■ **Exercise prompt**:
Exclude all pictures, then restate the entries below word for word.

■ **Study material**:
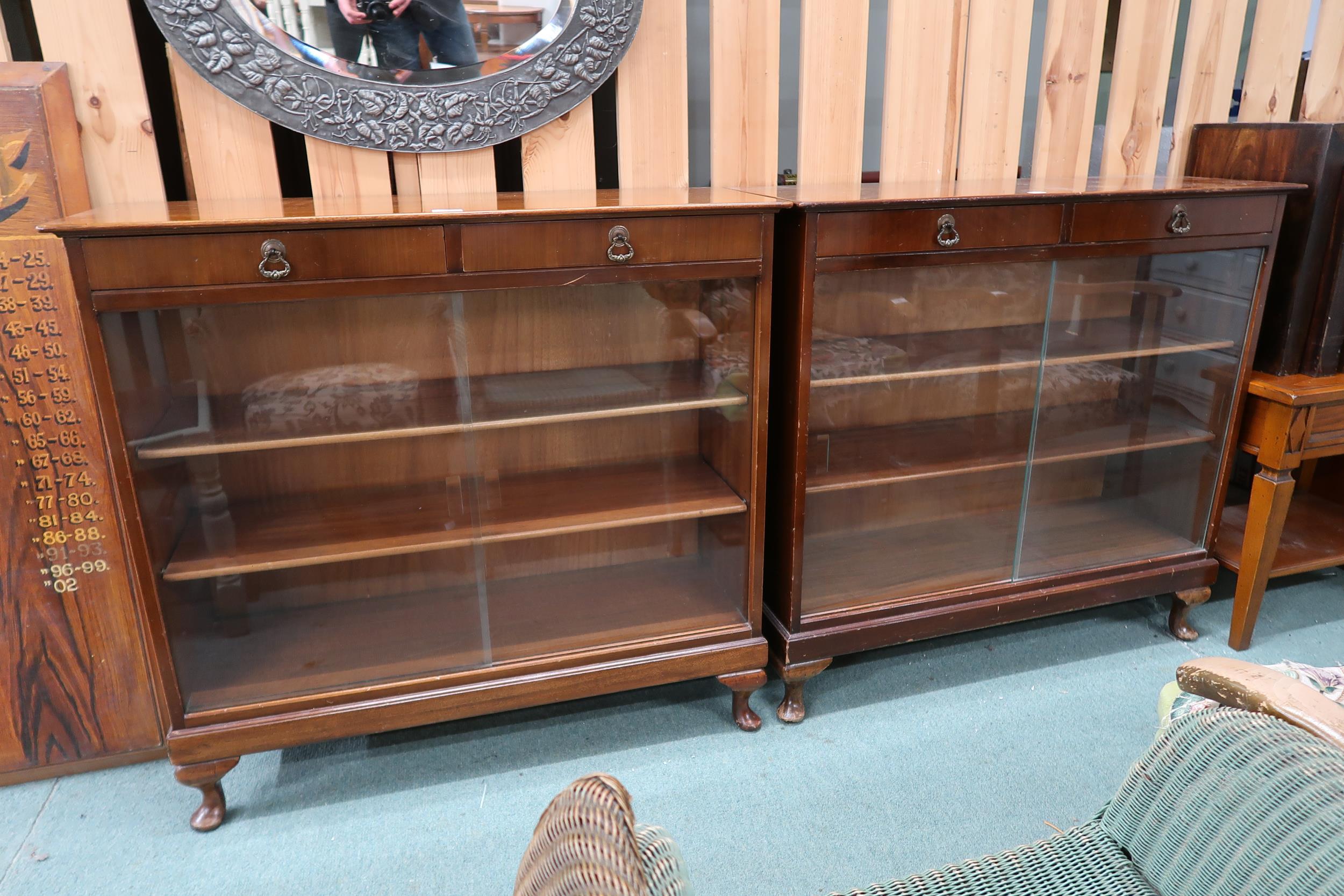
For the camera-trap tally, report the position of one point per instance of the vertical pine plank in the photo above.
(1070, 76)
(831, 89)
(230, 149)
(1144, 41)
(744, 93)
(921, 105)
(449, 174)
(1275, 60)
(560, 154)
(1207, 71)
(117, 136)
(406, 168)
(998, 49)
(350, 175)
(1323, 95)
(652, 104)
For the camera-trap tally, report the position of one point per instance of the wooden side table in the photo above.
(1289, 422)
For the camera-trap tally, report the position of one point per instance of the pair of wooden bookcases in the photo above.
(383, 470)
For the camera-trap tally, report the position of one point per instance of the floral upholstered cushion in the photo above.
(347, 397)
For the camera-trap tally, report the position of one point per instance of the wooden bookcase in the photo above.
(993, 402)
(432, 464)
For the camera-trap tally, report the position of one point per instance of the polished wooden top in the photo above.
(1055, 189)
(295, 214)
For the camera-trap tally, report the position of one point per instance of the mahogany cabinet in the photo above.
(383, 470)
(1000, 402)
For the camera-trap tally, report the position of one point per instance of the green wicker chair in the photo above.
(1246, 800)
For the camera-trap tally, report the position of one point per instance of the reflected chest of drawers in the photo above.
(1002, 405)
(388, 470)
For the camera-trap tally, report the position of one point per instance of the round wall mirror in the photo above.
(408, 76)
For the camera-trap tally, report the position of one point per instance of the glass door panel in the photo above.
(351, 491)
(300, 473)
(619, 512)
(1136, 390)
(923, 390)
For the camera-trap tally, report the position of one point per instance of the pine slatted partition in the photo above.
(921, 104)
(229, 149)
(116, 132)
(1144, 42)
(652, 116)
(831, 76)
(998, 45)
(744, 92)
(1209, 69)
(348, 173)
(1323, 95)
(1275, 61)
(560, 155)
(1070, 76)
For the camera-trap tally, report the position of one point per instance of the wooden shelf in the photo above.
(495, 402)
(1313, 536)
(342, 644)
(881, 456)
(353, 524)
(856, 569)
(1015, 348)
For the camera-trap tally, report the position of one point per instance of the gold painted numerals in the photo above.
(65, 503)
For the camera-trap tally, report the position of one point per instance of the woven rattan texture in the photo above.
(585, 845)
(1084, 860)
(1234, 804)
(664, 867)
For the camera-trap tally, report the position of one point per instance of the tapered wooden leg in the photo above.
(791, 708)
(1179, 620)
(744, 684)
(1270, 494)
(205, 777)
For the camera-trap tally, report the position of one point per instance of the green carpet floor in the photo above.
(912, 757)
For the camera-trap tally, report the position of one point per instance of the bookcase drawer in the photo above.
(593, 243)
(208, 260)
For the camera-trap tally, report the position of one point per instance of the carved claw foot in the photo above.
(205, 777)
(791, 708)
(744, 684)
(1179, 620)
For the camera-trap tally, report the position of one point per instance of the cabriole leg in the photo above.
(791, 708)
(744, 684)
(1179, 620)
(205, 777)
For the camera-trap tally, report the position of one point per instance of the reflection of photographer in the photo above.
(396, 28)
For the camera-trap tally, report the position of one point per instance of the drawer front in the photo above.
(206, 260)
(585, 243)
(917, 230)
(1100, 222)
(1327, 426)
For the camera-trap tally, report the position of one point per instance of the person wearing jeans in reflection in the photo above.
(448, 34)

■ **Answer box**:
For the camera-trap tally, report the position of one point per instance of the vertical pine plank in the photo above.
(1070, 76)
(831, 89)
(230, 149)
(1144, 41)
(744, 93)
(921, 105)
(449, 174)
(1275, 60)
(560, 154)
(1207, 71)
(117, 136)
(406, 168)
(998, 49)
(350, 175)
(1323, 95)
(652, 104)
For the camera-trap tally, report the position of one point per instance of the wooden side table in the photo above.
(1289, 422)
For the camera-trap tally, report the position of one point per instance of the pair of wooden bookcases in the photo above.
(383, 470)
For the camera-trap tally, report the position of one point per instance of the floral upholstered cushion in the photo above.
(347, 397)
For the camera-trap tally, report the position of one point per instance of the wooden bookcase in the photo above.
(993, 402)
(432, 464)
For the camera-trap tally, report the position of one point per instance of the polished wooden top in the photo above.
(1055, 189)
(295, 214)
For the camera-trap tally, report the position of one point per instance of the mahogany cabinet in the photo above.
(383, 470)
(1000, 402)
For the camera-trap tally, report the position of one point per instance of the green wicker chair in the photo above.
(1246, 800)
For the camera-trap tally, report the position of one point per instance of the reflected chest of drawers in the photo above.
(1002, 405)
(388, 470)
For the camera-trap tally, report the position of one point per instance of the round wall mirror in the photo above.
(408, 76)
For the camera-trap tally, report the position of one point per instance of the glass door panel in the photo above.
(351, 491)
(300, 473)
(619, 512)
(1136, 390)
(923, 390)
For the camera-trap tally, report the position of one point per instance of the pine slatted partition in the photo above.
(921, 104)
(229, 149)
(116, 132)
(1144, 42)
(652, 116)
(831, 76)
(998, 45)
(744, 92)
(1209, 69)
(348, 173)
(1323, 95)
(1275, 61)
(560, 155)
(1070, 76)
For the camera-trap tally, report the position of one point per instance of the wooden shelf in the photo above.
(495, 402)
(1313, 536)
(342, 644)
(881, 456)
(353, 524)
(856, 569)
(1015, 348)
For the camera-trap tally, report the position of one point per instance of the gold painted numerals in the photo above.
(65, 503)
For the camera-trap tally, report the position of one point per instance of the woven rattan texture in the photo above.
(585, 845)
(1084, 860)
(1234, 804)
(664, 867)
For the camera-trap tally, report the position of one point per instance of the tapered wooden leg in the photo above.
(791, 708)
(1179, 620)
(744, 684)
(1270, 494)
(205, 777)
For the camera-trap tally, report the position of one point per instance of the green carpet floor in the photo above.
(912, 757)
For the camera-trap tally, report the position of one point per instance of the bookcase drawer in the photo above.
(593, 243)
(208, 260)
For the camera-trap tally, report the position of one point per instance of the carved claw foot in the photo above.
(205, 777)
(791, 708)
(744, 684)
(1179, 620)
For the camera-trap tally, report the position of one point per instance of the cabriole leg in the photo above.
(791, 708)
(744, 684)
(1179, 620)
(205, 777)
For the camera-trap tally, report the position of one point per instance of the reflection of photographer in the photo above.
(396, 28)
For the camera-trap tally, report the position of one point per instance of the drawer front in the photo above.
(206, 260)
(585, 243)
(917, 230)
(1100, 222)
(1327, 426)
For the camera-trap tally, report the position of one point per instance of the person wearing jeans in reflection in the photo above.
(448, 34)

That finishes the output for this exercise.